* WORK TO COMPLETE:
Where in the data does the word "jersey" appear? Find those lines and copy them.

··· MATERIALS PROVIDED ···

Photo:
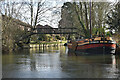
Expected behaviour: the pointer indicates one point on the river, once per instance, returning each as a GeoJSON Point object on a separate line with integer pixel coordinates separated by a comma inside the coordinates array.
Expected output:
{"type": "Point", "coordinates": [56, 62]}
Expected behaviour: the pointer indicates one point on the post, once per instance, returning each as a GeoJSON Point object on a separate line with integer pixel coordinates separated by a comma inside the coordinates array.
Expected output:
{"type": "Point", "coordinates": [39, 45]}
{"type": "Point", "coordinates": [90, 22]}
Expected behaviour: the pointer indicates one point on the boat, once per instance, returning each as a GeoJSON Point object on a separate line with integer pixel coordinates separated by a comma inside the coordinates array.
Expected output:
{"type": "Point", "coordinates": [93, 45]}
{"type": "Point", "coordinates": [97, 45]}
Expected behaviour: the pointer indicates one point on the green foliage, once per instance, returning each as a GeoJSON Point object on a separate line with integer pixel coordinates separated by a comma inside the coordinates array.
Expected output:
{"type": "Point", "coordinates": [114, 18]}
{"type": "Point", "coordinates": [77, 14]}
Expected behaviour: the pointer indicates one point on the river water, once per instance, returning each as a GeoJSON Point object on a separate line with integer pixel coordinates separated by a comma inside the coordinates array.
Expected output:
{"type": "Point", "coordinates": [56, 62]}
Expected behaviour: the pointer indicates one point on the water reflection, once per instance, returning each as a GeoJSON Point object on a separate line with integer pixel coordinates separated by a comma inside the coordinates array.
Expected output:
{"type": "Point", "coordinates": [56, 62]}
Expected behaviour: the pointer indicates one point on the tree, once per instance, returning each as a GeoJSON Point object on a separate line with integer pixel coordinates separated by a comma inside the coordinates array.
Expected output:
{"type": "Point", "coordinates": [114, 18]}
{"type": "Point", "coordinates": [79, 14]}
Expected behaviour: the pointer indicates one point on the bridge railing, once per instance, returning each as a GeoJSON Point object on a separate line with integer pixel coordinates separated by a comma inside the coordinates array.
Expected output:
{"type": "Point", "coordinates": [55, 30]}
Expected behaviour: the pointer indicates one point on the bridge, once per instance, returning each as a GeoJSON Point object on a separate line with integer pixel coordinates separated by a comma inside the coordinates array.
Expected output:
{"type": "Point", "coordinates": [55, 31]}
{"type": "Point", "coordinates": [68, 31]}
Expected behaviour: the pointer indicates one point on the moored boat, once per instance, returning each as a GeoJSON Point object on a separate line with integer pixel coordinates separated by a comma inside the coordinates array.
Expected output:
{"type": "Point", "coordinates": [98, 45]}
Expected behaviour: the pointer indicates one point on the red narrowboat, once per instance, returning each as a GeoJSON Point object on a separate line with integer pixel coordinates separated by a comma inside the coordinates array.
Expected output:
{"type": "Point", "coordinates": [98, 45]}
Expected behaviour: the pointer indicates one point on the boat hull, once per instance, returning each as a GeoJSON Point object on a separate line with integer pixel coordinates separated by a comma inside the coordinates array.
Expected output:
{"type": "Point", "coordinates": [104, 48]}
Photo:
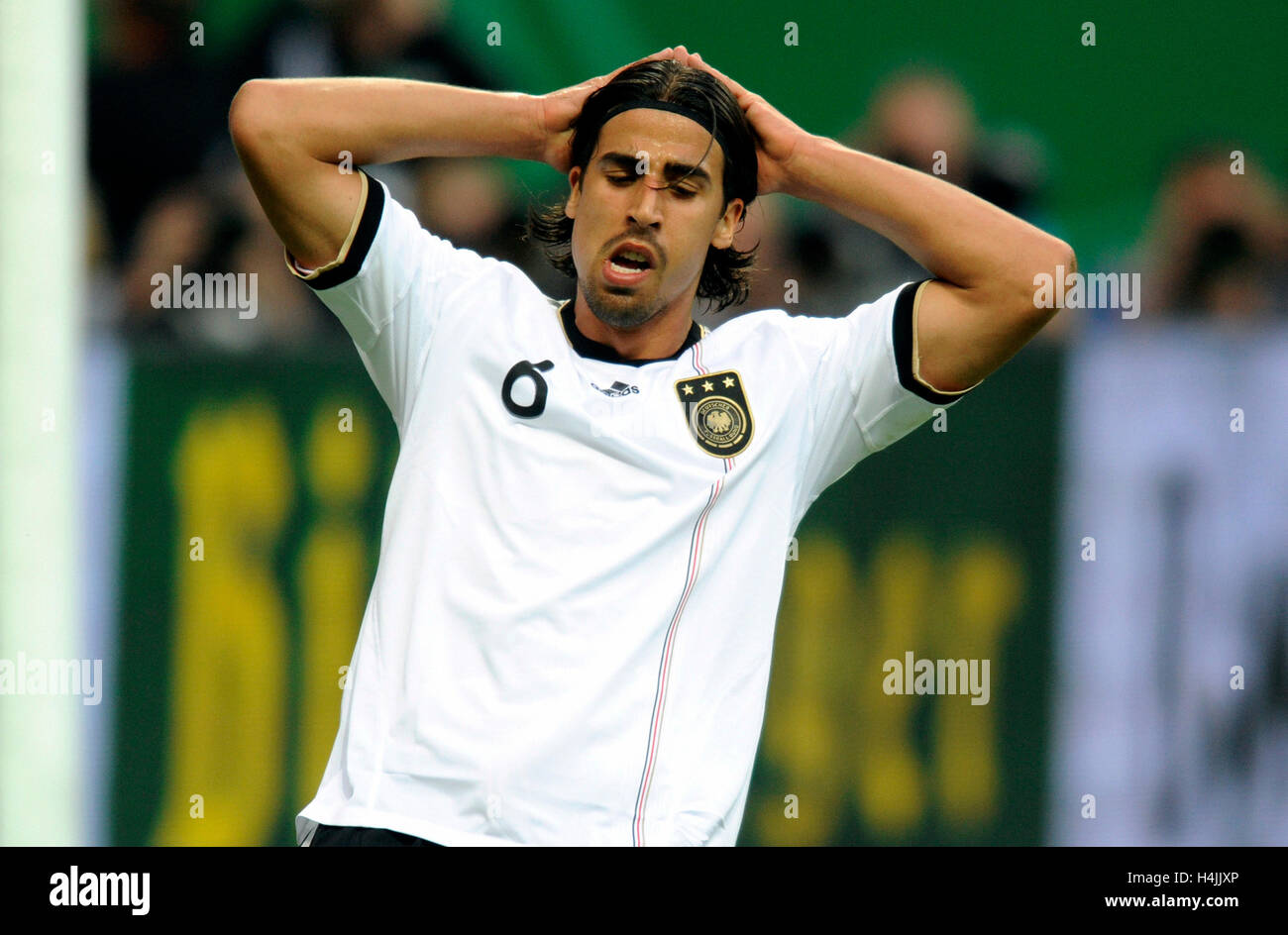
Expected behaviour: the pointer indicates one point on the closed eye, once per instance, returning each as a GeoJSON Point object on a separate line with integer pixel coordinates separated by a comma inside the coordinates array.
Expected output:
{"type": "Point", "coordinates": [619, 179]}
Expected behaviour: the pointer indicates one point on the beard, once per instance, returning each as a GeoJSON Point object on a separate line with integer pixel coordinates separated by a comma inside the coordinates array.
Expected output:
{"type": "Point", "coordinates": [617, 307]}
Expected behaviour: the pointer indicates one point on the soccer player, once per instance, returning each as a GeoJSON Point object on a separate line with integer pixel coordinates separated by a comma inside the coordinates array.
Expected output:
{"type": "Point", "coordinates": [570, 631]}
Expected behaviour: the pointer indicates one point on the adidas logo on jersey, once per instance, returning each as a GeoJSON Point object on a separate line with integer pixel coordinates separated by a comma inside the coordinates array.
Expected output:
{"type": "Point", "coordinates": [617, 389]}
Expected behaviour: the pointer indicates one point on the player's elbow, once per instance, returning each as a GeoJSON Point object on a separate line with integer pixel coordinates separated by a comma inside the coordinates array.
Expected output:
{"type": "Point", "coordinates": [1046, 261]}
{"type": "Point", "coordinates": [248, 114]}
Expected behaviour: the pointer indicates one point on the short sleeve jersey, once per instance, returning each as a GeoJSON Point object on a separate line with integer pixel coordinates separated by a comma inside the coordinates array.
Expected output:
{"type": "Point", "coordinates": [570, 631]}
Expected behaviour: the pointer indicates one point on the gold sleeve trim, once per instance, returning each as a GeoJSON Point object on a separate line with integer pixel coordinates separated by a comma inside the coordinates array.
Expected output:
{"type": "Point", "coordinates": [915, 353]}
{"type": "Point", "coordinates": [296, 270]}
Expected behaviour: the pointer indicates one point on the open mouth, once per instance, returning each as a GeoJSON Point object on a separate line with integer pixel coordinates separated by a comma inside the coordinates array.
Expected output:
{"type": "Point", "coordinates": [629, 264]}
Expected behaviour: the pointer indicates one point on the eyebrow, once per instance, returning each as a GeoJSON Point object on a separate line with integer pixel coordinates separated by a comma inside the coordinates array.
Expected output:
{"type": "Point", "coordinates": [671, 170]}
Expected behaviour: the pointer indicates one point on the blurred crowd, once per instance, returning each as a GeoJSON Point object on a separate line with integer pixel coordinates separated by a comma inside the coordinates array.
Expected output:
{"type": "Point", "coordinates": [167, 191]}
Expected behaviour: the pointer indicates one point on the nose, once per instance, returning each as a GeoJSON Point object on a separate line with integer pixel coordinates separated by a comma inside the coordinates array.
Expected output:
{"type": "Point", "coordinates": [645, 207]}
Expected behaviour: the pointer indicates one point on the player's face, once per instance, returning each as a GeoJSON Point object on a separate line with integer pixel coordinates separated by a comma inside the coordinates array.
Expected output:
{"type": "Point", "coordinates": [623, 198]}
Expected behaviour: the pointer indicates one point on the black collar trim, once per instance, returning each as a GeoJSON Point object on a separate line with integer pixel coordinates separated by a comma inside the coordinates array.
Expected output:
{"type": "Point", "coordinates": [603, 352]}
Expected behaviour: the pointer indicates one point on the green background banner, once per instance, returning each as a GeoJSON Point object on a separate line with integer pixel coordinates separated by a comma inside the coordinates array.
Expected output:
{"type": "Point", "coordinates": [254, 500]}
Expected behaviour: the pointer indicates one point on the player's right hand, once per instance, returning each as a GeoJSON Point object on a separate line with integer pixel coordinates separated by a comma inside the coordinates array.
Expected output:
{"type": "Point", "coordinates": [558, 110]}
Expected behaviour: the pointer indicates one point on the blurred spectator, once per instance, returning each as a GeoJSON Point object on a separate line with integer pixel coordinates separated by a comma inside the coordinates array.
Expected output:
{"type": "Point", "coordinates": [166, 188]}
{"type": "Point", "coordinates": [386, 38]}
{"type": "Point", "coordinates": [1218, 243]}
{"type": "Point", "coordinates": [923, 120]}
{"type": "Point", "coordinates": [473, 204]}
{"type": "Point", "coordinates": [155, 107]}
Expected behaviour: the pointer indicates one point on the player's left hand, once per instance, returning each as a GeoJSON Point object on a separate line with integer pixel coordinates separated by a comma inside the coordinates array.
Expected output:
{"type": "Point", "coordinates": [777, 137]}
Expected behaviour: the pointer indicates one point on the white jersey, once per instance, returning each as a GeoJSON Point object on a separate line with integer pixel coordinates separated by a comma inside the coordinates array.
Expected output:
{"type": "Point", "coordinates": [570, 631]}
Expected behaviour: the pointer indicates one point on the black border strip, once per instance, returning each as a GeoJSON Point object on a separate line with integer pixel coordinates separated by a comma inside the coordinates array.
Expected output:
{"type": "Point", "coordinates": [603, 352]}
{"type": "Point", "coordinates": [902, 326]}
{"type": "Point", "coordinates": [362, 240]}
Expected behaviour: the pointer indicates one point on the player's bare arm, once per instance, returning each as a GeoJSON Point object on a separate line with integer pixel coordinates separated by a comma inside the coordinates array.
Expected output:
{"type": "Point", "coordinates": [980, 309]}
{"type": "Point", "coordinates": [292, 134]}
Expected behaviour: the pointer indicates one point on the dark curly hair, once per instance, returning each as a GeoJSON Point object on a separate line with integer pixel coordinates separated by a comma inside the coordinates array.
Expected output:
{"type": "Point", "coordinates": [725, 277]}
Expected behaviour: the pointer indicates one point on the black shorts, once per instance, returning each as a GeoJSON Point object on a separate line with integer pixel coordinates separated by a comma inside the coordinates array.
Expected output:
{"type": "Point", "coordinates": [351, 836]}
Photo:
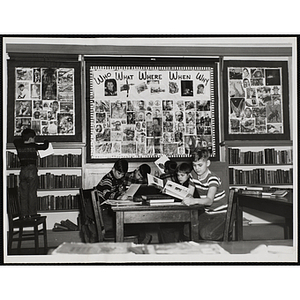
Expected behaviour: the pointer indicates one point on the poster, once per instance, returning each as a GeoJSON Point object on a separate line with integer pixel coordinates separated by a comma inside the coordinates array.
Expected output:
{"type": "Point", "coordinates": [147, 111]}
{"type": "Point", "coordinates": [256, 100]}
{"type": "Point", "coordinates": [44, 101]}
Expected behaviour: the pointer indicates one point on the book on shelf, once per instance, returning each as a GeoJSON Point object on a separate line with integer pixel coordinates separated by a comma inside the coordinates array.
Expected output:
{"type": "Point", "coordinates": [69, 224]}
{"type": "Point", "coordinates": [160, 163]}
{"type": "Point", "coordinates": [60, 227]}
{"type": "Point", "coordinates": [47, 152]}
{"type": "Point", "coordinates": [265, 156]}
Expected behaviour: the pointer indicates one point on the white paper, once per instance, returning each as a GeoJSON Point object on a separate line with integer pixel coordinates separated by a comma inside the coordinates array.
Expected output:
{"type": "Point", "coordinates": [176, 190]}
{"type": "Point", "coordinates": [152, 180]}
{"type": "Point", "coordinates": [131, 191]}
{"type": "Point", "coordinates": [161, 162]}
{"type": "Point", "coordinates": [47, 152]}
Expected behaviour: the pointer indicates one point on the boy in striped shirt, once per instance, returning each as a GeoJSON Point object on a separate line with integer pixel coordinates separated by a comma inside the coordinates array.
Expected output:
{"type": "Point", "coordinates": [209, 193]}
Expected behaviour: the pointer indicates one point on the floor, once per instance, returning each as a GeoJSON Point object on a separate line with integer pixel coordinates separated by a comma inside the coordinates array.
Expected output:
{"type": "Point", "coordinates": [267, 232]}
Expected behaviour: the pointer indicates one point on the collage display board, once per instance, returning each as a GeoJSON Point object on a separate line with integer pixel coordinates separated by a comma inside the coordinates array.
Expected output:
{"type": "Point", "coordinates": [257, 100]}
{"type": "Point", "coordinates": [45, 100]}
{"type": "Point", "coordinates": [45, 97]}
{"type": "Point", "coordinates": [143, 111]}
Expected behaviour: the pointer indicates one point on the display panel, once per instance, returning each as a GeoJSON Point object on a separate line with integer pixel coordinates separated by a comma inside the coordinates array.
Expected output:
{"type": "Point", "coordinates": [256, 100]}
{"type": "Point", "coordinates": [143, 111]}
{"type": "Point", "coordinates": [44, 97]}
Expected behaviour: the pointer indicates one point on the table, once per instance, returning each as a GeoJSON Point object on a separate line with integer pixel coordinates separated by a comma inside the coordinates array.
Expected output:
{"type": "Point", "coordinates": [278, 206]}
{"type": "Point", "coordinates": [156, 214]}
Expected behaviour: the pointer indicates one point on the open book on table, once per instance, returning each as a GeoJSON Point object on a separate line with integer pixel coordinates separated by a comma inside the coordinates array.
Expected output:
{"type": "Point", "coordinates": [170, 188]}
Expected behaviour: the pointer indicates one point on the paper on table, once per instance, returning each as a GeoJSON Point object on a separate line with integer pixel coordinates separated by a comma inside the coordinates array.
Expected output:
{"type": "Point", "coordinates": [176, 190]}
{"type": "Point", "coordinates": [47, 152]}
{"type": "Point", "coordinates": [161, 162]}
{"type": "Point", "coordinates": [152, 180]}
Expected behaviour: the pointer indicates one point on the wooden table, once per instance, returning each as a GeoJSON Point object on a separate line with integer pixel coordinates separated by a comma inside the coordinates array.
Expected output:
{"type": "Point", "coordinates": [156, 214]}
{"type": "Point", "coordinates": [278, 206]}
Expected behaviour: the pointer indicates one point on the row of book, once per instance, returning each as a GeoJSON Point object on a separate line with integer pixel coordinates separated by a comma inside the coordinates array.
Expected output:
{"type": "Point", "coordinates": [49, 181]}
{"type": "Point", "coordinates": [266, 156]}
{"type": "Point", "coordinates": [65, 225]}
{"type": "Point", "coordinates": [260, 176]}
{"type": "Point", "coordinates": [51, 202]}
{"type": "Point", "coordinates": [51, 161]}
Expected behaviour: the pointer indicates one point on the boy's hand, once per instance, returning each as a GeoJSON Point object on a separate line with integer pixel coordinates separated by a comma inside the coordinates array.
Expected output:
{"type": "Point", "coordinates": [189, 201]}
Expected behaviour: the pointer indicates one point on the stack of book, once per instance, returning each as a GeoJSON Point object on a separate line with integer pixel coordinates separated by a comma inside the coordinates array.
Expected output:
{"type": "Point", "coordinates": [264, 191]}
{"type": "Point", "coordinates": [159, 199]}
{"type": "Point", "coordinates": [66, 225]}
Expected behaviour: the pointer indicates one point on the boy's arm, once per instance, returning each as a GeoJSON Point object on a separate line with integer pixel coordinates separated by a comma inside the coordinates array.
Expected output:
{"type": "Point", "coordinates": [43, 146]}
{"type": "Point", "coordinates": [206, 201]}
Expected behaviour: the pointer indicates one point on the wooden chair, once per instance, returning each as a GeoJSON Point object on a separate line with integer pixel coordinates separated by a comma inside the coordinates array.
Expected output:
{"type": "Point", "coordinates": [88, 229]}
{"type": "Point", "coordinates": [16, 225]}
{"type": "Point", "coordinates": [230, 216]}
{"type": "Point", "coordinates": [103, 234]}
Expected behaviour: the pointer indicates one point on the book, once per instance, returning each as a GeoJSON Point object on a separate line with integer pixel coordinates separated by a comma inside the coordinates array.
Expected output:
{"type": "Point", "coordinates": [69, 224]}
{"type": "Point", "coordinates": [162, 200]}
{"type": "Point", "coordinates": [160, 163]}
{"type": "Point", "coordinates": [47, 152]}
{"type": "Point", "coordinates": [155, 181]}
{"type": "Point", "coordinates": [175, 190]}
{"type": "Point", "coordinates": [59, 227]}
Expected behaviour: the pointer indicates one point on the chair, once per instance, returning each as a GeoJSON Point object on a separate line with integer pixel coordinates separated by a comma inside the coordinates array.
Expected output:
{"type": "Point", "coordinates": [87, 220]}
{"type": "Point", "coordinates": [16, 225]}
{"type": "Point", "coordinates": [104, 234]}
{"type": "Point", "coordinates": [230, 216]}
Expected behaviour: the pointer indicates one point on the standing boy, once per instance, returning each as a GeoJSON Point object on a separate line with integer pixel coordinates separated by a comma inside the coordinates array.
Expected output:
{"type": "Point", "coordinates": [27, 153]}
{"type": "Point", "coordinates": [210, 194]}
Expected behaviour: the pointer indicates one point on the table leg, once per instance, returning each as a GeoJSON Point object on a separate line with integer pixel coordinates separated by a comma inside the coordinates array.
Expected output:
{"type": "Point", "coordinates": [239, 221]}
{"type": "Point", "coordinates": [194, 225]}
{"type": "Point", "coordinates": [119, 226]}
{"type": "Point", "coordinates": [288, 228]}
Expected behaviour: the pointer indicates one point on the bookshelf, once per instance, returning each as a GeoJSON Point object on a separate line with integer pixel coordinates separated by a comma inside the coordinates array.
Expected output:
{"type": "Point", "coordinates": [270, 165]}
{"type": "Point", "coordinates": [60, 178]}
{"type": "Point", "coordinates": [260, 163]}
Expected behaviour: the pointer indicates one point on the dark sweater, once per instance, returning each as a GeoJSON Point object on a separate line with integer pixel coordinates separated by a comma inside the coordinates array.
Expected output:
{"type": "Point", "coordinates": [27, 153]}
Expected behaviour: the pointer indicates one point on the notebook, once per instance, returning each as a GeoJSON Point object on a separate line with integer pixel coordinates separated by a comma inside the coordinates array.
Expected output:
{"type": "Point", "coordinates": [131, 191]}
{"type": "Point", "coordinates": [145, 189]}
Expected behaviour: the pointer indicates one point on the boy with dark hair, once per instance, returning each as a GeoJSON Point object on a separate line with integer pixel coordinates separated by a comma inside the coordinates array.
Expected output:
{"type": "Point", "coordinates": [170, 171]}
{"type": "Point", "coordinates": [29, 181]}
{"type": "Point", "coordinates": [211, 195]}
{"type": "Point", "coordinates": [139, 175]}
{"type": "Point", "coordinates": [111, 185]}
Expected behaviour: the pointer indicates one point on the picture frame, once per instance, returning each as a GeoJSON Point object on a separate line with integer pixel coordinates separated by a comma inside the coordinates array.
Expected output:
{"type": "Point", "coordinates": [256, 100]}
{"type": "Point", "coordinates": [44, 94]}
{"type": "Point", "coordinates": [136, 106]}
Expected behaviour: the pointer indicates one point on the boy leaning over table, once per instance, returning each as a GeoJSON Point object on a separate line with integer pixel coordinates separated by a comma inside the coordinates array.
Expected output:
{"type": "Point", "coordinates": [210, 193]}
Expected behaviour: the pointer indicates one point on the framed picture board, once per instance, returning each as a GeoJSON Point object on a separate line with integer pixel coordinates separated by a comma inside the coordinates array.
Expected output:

···

* TASK OUTPUT:
Expected behaviour: the pointer indicates one point on the adidas logo on jersey, once per instance, returning each as a GeoJSON Point object on a separate line with integer pixel coordinates separated by a comma inside the coordinates array.
Expected behaviour: the pointer indicates one point on the short sleeve jersey, once per instance, returning each as a GeoJSON Point object on a separate line with integer pixel coordinates separated by a comma inside the coordinates array.
Expected behaviour: the pointer indicates one point on the white jersey, once per instance, returning each as a GeoJSON Point object on a separate line with integer pixel coordinates separated by a comma inside the coordinates array.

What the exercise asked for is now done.